Source records:
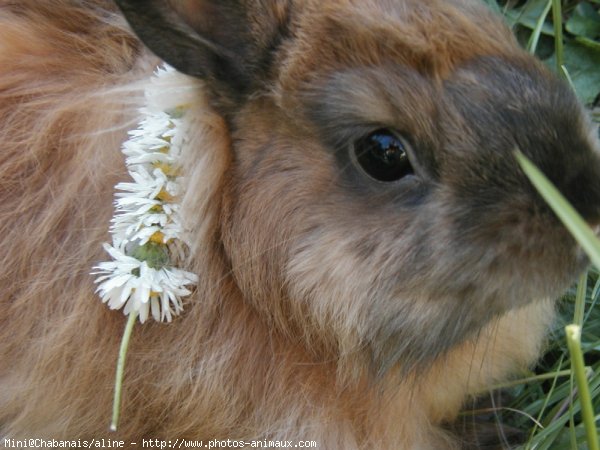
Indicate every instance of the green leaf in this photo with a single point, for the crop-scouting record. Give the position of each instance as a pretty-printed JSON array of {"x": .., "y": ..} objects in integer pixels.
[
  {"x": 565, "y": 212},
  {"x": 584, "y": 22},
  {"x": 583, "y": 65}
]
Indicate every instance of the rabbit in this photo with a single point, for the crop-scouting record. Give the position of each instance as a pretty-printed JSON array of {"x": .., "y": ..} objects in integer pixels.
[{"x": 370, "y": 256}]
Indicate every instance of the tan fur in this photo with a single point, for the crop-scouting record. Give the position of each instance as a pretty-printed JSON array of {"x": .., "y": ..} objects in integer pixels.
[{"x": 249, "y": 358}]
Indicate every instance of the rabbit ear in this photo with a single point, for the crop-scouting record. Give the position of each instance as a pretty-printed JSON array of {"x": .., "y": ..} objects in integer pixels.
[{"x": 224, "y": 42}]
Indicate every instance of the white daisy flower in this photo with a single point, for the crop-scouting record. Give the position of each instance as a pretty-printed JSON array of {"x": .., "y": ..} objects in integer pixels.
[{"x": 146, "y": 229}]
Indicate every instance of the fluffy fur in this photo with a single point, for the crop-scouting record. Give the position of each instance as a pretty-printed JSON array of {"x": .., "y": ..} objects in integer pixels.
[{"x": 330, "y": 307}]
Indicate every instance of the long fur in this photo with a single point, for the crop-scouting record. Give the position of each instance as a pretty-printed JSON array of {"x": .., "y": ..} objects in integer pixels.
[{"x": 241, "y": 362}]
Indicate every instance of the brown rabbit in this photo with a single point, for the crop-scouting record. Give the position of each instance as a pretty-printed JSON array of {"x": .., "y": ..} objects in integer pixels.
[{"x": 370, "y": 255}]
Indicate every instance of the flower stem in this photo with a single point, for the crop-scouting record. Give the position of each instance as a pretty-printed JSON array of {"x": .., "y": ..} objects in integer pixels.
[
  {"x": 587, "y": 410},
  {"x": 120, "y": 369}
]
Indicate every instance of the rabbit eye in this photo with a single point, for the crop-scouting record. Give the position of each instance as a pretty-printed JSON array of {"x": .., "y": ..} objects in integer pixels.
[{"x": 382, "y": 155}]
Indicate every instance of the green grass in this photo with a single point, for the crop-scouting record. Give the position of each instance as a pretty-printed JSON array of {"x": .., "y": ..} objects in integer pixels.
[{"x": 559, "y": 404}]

Task instructions: Each record above goes into the copy word for word; the pictures do not.

Written answer:
Indicate every instance of the green leaf in this photo with a single point, for the crop-scouting record. Give the position of each instance as a pretty-printed JSON array of {"x": .., "y": ..} objects in integer pixels.
[
  {"x": 565, "y": 212},
  {"x": 584, "y": 22},
  {"x": 583, "y": 65}
]
Indicate every instance of the rabbit in this photo with a single point, for the crop-scouting record. Give the position of each instance as a pretty-printed JSON array of {"x": .., "y": ..} objects in integer pixels.
[{"x": 370, "y": 256}]
Indicate every instance of the tan fur in this photo with a single point, for the crop-scouting record. Give the position of each instance as a pretty-printed JSON array of {"x": .., "y": ..} objects in integer pixels.
[{"x": 249, "y": 358}]
Indicate every instance of the rabbit ear in this photo with a single point, for the crop-scouting record. Give the position of each instance as a pretty-printed JSON array of {"x": .., "y": ..} objects in integer pixels.
[{"x": 224, "y": 42}]
Indicate every instance of the white daisy flower in this photo with a single point, for the crop-scouting record. Give the position of each instance as a pretty-printed JSON array of {"x": .., "y": ..} objects in integer pixels.
[{"x": 146, "y": 229}]
Indicate every instance of the fluffy fur in this photo with a single point, for the crop-scouting record. Give the position of each instance as a pretty-printed JSON array of {"x": .., "y": ..} objects in integer pixels.
[{"x": 330, "y": 307}]
Indicate every instance of the long fur in this photo with a single point, for the crop-scouting record. Give the position of each instance as a pretty-printed JSON array of {"x": .., "y": ..} objects in integer pixels.
[{"x": 241, "y": 362}]
Indicate every instance of the brown rabbit in this photo with a single point, for the crop-scouting record. Give the position of each instance as a pretty-printed JSON array of {"x": .., "y": ..} objects in integer pixels.
[{"x": 370, "y": 255}]
Indicate every instance of the flower stem in this photo with a single point, for the crop-scouting record. Give the position of each instance as a pretty-printed JSON array of {"x": .., "y": ..} objects in integer pixels.
[
  {"x": 587, "y": 410},
  {"x": 120, "y": 369}
]
Indicate every instance of the rabbit eye in this photo with a single point, for the crop-scouting record. Give the position of each instance as a pretty-printed JSON array of {"x": .., "y": ..} objects in integer pixels.
[{"x": 382, "y": 155}]
Indicate every instance of the green grass in this photo with a single point, for the crop-scouting record. Give the position of each instance as a pretty-printed JSON array of {"x": .., "y": ..} objects in integer pixels.
[{"x": 559, "y": 404}]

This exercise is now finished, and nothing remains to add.